▶ DIRECTIONS FOR THIS TASK: For the entries that follow, count the lines containing the string "instance" and write only the number.

··· RECORDED INFORMATION

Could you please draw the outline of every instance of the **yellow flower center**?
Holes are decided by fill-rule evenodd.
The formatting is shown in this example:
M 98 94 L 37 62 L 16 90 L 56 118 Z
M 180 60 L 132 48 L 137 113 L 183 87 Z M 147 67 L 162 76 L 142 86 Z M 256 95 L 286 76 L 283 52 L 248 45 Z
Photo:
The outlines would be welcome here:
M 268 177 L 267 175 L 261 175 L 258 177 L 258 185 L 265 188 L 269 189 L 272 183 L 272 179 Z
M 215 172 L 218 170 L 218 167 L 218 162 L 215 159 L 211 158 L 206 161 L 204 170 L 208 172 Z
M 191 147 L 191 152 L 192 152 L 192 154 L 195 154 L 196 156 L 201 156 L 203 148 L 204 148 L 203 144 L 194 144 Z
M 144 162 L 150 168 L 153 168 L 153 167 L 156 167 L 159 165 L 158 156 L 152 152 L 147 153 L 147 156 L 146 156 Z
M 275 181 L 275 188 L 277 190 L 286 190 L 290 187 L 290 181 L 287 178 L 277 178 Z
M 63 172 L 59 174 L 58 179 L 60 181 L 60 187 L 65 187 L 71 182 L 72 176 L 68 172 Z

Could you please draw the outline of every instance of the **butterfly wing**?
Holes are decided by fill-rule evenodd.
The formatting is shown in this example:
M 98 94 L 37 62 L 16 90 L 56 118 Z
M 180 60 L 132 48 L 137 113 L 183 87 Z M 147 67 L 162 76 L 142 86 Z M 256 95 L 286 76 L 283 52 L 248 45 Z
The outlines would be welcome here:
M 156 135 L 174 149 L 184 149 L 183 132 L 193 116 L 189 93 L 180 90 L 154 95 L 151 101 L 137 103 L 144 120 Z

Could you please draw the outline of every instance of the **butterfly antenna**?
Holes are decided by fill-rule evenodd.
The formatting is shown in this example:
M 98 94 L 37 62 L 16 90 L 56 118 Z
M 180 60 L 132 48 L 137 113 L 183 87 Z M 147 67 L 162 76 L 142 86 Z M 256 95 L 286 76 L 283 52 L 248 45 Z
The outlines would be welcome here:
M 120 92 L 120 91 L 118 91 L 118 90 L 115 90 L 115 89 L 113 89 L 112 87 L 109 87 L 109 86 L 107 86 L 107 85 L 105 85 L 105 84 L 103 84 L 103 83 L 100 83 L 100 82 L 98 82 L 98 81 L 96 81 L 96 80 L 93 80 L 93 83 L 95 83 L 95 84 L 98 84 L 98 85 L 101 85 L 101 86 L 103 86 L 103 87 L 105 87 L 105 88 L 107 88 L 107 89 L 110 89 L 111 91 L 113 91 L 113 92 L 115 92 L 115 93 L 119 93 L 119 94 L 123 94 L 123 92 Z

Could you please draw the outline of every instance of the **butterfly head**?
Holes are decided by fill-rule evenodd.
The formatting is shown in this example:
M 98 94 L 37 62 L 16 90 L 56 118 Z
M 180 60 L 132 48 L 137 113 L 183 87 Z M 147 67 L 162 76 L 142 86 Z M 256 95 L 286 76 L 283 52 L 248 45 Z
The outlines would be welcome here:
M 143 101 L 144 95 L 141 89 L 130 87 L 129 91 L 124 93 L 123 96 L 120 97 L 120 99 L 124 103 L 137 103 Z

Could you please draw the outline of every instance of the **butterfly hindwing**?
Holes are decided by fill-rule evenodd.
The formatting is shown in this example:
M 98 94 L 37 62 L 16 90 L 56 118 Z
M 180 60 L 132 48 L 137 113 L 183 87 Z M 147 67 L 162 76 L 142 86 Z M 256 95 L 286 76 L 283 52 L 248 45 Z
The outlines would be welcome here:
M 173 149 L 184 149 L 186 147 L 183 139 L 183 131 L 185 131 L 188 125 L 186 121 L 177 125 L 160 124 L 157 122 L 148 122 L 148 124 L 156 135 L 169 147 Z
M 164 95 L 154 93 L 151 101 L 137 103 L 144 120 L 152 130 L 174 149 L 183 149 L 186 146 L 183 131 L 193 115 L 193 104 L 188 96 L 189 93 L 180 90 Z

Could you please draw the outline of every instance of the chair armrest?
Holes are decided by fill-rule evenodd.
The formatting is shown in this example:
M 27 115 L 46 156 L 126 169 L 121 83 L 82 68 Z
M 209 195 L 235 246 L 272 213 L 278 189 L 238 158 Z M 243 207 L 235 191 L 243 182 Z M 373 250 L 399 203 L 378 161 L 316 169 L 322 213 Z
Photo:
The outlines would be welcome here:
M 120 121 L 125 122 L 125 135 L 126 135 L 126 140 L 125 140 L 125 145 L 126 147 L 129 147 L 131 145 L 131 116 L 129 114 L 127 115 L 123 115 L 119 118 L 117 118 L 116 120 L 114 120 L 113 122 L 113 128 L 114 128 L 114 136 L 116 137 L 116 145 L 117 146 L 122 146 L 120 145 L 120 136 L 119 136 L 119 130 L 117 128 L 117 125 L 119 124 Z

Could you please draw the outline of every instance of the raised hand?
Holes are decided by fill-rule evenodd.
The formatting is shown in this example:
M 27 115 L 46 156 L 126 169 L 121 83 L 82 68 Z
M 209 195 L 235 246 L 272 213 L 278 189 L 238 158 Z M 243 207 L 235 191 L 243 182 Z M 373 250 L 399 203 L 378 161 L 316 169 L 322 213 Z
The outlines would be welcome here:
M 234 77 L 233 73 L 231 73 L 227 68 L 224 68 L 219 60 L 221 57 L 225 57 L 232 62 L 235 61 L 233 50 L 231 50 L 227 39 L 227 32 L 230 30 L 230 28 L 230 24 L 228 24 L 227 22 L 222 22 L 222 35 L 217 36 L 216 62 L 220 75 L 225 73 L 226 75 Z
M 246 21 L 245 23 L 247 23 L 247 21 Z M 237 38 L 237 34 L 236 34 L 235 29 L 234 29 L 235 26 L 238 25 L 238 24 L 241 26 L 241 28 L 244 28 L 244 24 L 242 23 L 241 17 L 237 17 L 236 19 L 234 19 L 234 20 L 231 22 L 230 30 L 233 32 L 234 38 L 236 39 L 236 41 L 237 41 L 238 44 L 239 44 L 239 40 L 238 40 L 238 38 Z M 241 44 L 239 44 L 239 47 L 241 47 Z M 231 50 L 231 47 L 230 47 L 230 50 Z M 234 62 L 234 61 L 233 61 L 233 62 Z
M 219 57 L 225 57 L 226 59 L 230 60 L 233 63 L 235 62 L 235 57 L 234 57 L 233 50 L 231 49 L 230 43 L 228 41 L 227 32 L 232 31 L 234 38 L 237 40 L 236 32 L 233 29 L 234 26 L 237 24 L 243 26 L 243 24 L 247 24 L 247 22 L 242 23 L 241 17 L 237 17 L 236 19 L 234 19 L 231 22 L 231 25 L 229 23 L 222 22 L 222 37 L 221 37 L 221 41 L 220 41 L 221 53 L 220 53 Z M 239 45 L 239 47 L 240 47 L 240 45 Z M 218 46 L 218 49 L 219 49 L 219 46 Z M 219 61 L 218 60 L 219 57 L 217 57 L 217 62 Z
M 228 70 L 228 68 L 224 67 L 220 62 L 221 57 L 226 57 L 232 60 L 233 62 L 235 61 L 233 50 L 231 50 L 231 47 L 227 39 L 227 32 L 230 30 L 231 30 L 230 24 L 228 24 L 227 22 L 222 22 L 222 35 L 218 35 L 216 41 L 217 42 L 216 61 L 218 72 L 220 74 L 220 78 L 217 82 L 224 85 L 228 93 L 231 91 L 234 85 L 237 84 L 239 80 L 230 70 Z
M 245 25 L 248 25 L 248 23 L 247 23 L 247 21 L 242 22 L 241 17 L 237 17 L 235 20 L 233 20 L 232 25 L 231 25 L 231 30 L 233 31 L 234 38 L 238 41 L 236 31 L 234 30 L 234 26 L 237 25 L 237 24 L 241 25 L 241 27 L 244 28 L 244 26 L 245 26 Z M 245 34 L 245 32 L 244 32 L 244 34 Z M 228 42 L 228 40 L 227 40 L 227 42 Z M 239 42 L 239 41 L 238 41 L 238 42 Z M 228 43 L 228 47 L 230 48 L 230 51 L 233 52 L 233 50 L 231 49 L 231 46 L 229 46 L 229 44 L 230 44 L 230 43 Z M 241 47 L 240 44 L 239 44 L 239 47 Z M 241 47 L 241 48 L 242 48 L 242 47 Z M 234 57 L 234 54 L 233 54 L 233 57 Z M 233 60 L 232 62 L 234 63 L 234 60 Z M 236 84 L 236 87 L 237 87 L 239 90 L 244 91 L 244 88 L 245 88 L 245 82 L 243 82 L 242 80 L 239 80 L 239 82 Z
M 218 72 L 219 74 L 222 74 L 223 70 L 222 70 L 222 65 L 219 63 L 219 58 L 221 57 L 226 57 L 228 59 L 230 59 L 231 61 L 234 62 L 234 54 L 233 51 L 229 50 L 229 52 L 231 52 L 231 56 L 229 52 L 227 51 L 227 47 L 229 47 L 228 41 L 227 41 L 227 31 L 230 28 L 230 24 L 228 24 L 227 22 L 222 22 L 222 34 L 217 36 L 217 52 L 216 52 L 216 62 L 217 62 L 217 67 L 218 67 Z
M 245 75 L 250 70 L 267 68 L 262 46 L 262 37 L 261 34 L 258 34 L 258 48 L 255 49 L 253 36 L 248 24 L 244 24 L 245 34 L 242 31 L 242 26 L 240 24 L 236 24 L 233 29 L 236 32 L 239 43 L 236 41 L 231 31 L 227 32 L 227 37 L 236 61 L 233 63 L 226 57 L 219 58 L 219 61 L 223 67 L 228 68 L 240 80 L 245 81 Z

······

▶ RESULT: 7